Collected data entries
** begin **
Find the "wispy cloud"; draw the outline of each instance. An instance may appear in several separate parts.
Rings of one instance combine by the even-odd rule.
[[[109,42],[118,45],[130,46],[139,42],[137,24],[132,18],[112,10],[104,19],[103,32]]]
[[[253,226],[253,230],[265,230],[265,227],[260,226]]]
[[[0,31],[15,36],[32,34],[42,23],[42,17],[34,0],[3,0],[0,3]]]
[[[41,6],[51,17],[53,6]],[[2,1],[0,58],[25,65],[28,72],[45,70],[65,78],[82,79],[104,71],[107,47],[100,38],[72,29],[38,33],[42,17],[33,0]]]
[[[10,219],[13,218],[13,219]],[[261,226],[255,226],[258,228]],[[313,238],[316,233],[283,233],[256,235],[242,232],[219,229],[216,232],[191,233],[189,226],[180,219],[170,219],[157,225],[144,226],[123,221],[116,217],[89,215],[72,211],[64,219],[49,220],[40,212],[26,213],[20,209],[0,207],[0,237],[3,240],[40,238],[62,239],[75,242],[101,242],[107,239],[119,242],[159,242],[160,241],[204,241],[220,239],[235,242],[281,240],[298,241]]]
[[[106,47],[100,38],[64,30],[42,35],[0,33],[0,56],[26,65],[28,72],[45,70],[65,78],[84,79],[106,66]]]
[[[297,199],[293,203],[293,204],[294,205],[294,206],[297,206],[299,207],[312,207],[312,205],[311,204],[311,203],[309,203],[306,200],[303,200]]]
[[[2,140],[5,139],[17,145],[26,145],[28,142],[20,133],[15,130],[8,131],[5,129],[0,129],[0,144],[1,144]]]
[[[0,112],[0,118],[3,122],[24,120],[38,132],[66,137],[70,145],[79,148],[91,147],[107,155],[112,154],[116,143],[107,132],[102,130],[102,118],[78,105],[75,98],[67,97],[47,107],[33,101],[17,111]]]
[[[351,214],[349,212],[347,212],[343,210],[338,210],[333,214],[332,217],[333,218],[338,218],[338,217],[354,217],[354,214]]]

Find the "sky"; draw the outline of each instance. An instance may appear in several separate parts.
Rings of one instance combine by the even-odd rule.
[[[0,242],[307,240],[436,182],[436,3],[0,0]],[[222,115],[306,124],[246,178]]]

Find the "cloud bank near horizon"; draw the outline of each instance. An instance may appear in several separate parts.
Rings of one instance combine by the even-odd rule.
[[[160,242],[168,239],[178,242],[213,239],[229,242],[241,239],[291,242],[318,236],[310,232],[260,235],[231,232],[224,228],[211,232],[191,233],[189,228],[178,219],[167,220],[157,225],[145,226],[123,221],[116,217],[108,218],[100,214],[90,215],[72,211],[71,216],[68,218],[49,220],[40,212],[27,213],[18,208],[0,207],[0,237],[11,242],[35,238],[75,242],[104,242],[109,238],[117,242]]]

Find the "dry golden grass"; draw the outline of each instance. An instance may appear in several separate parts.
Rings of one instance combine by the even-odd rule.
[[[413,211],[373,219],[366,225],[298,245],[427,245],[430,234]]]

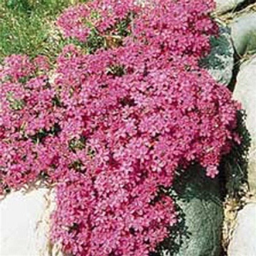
** end **
THE TASK: Pick out every line of the listing above that contains the string "outline", matching case exactly, and copy each one.

FINAL RESULT:
Find the "wispy cloud"; draw the outline of each instance. An instance may appear in several separate parts.
Find the "sky"; draw the outline of each instance. An instance may appear in several separate parts.
Find the "cloud bank near horizon"; draw the outline of each instance. An instance may appear in several separate parts.
Find the "dry golden grass"; draw the outline of each instance. An instance may appear in several separate parts.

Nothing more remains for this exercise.